● YOUR TASK
From the line below that contains "Find — the chateau, a" to the line that contains "Sample — (411,37)", repeat every line exactly, both ends included, and nothing else.

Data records
----

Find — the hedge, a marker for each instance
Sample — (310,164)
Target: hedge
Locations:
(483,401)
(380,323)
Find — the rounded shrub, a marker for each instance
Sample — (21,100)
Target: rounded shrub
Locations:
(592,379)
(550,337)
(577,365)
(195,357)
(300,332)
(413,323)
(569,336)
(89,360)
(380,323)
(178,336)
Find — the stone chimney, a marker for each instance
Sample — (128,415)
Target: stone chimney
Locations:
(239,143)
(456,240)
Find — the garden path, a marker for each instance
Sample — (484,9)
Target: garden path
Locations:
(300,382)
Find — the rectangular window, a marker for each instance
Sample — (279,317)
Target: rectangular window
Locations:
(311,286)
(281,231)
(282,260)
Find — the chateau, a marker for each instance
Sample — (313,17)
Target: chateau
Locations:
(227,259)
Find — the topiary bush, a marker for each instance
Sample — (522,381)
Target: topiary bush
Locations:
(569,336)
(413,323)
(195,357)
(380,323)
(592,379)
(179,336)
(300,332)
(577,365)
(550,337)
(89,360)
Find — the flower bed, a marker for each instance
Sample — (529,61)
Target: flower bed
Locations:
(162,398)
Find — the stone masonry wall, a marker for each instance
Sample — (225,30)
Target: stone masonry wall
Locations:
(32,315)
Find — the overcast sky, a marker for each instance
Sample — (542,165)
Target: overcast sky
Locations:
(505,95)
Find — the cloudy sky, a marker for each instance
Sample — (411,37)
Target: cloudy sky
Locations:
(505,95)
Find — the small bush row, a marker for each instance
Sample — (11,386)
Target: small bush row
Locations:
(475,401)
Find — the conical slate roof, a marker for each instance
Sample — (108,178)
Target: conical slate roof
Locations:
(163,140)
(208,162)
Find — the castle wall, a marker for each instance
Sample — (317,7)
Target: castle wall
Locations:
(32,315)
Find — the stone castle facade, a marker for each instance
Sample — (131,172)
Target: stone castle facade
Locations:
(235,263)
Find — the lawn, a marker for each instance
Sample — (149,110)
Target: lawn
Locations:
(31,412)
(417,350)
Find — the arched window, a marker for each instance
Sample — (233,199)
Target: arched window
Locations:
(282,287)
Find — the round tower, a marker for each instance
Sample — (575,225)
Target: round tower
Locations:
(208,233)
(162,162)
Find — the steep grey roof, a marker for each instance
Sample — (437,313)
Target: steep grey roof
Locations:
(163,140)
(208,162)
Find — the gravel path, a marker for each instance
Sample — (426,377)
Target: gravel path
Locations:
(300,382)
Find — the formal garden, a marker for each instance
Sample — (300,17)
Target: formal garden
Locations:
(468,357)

----

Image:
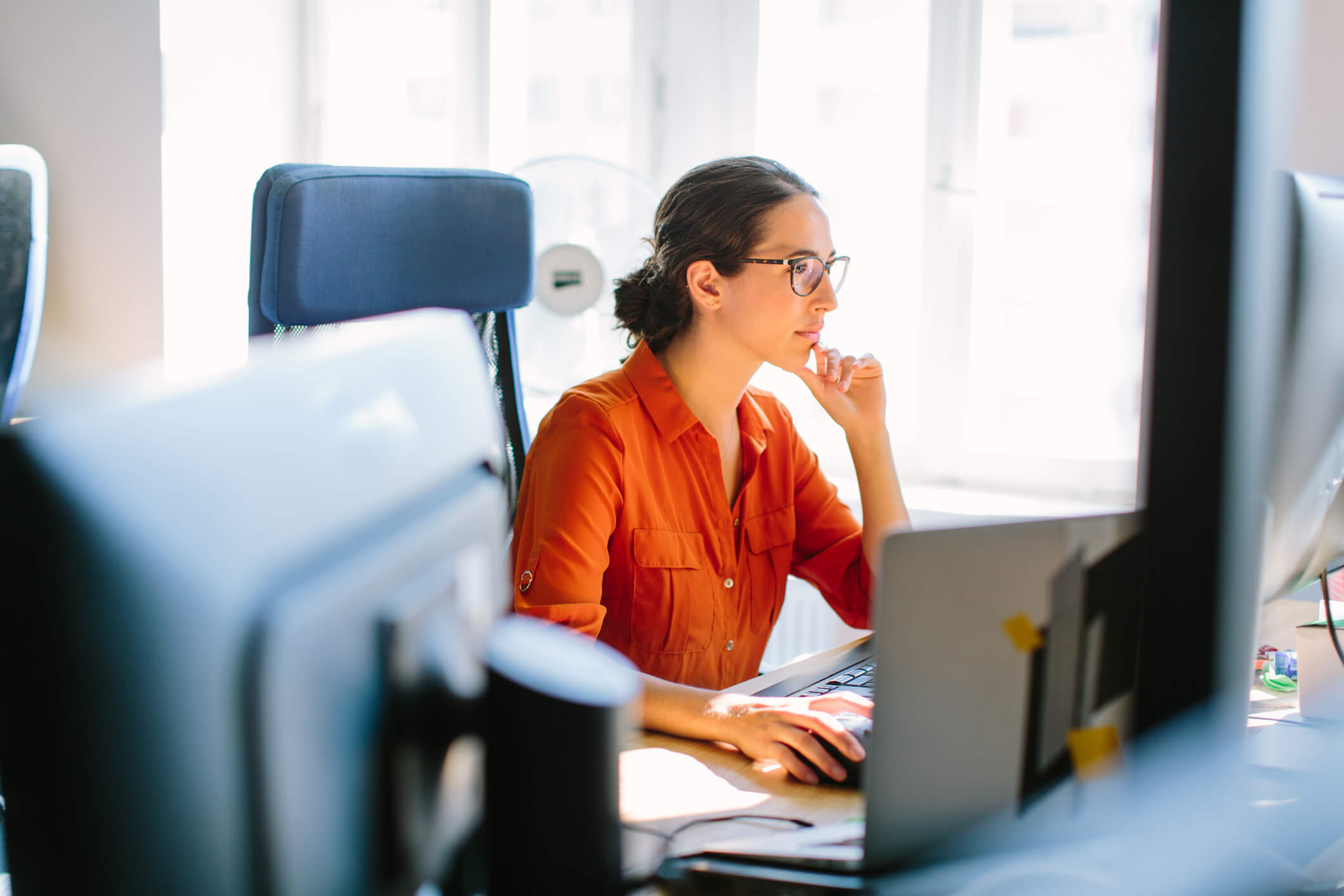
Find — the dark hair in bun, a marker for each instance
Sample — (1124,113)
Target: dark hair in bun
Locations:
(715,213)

----

● SOLUTION BELOW
Find — the chateau, a marker for each instance
Sample — (313,17)
Target: chateau
Locations:
(227,259)
Find — the topiary bush, a marker for each instance
Sample — (522,381)
Target: topiary bush
Locations:
(569,336)
(413,323)
(195,357)
(380,323)
(592,379)
(179,336)
(300,332)
(577,365)
(550,337)
(89,360)
Find — the flower bed, a marker for each instance
Sample — (529,61)
Target: flower bed
Locations:
(162,398)
Find — the stone masonry wall, a marker for each instance
Sample — (225,30)
Target: stone masonry wall
Locations:
(32,315)
Find — the overcast sky, a marker for each instance
Sample — (542,165)
Target: overcast sky
Locations:
(505,95)
Find — the cloudy sky, a marker for each instance
Sample — (411,37)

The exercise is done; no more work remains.